* Begin *
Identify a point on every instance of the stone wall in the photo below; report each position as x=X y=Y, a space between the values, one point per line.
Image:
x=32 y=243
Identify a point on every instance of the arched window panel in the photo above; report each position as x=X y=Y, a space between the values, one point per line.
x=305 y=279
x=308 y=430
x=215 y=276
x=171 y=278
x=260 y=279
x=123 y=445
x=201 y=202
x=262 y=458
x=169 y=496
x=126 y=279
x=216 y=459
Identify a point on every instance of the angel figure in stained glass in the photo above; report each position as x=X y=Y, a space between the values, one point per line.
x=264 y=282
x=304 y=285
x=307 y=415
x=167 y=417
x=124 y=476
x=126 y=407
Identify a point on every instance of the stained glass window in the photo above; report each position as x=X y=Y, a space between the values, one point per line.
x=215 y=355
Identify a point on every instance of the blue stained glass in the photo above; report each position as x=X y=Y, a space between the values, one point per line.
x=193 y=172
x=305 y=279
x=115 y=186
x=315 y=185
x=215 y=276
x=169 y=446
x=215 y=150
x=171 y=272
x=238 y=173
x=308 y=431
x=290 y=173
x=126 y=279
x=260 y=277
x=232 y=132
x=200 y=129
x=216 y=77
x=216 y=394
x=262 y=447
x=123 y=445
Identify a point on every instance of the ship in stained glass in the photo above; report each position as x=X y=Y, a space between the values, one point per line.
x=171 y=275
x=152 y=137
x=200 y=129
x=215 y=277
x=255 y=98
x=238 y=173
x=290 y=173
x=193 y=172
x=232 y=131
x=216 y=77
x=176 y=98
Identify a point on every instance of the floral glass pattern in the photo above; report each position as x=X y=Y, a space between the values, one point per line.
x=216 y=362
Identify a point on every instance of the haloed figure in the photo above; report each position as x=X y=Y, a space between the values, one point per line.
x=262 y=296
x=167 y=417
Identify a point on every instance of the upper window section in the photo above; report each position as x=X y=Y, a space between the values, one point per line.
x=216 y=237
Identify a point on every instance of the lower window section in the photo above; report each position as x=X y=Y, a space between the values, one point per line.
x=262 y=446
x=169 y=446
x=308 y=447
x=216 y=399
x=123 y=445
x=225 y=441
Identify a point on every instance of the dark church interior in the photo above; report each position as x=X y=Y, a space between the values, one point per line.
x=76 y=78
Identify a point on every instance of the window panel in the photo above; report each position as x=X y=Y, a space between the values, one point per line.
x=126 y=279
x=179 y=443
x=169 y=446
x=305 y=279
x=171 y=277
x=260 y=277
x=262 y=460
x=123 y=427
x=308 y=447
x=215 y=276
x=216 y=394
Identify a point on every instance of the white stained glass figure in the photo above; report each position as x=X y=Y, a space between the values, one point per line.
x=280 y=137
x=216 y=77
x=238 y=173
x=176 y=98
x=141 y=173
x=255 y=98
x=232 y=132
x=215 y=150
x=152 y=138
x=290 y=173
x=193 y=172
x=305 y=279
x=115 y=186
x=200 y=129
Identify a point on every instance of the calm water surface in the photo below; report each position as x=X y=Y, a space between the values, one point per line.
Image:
* End *
Reproduce every line of the listing above exactly, without any alteration.

- **Task response**:
Identify a point on every instance of the stone wall in the photo below; report each position as x=X y=Y, a space between the values, one point per line.
Image:
x=32 y=243
Identify a point on every instance of the arched window panel in the photo above; report each position as x=X y=Y, a space between the values, one point per line.
x=305 y=279
x=308 y=430
x=215 y=276
x=171 y=278
x=260 y=279
x=123 y=445
x=201 y=202
x=262 y=458
x=169 y=496
x=126 y=279
x=216 y=459
Identify a point on every instance of the angel figure in stained glass in the photo above; report each position as x=X y=Y, a space between the values, one point per line.
x=264 y=282
x=304 y=285
x=307 y=415
x=167 y=417
x=124 y=476
x=126 y=407
Identify a point on every instance of the stained glass window in the photo above; report each position as x=X y=Y, a space between the values, one point per line.
x=215 y=355
Identify a point on every instance of the blue stained glass in the photo above; report each position as x=X y=Y, a space between the values, one point per line.
x=193 y=172
x=305 y=279
x=115 y=186
x=315 y=185
x=215 y=276
x=169 y=446
x=215 y=150
x=171 y=272
x=238 y=173
x=308 y=431
x=290 y=173
x=126 y=279
x=260 y=277
x=232 y=132
x=200 y=129
x=216 y=77
x=216 y=394
x=262 y=447
x=123 y=445
Identify a point on every instance of the ship in stained glass in the photo above; report each position as x=X y=Y, a space between the values, one point per line.
x=171 y=275
x=152 y=137
x=200 y=129
x=215 y=277
x=255 y=98
x=238 y=173
x=290 y=173
x=193 y=172
x=232 y=131
x=216 y=77
x=176 y=98
Identify a point on every instance of the floral glass pattern in the photo above; report each position as x=X y=Y, a space between the values, one point per line.
x=216 y=362
Identify a point on every instance of the haloed figure in the photo above; report each position as x=X y=Y, a space between the values, one point per line.
x=262 y=296
x=167 y=417
Identify a point on every instance of the upper window section in the photo above; report each position as x=X y=Y, a space between the values, one point per line.
x=216 y=237
Identify a point on every instance of the lower window section in the photo above; report each position as x=X y=Y, a space between the values, one point per line.
x=262 y=446
x=169 y=446
x=308 y=447
x=216 y=399
x=123 y=445
x=225 y=441
Identify a point on every instance of the dark church interior in the photo above; report each position as x=X y=Y, a space between the values, one point per line.
x=76 y=78
Identify a point on every instance of the window panel in the photo above; report each position as x=X y=Y, a space between the values, one point per line.
x=126 y=279
x=179 y=443
x=169 y=446
x=305 y=279
x=171 y=277
x=260 y=277
x=262 y=460
x=123 y=427
x=308 y=447
x=215 y=276
x=216 y=394
Identify a point on every instance of the white stained glass figure in the photo above; report each position as x=X y=Y, a space between the values, one point per line.
x=280 y=137
x=216 y=77
x=238 y=173
x=176 y=98
x=141 y=173
x=255 y=98
x=232 y=132
x=215 y=150
x=152 y=138
x=290 y=173
x=193 y=172
x=305 y=279
x=115 y=186
x=200 y=129
Identify a point on every instance of the calm water surface in the photo below; report each position as x=X y=Y, a space between the values, one point per line.
Image:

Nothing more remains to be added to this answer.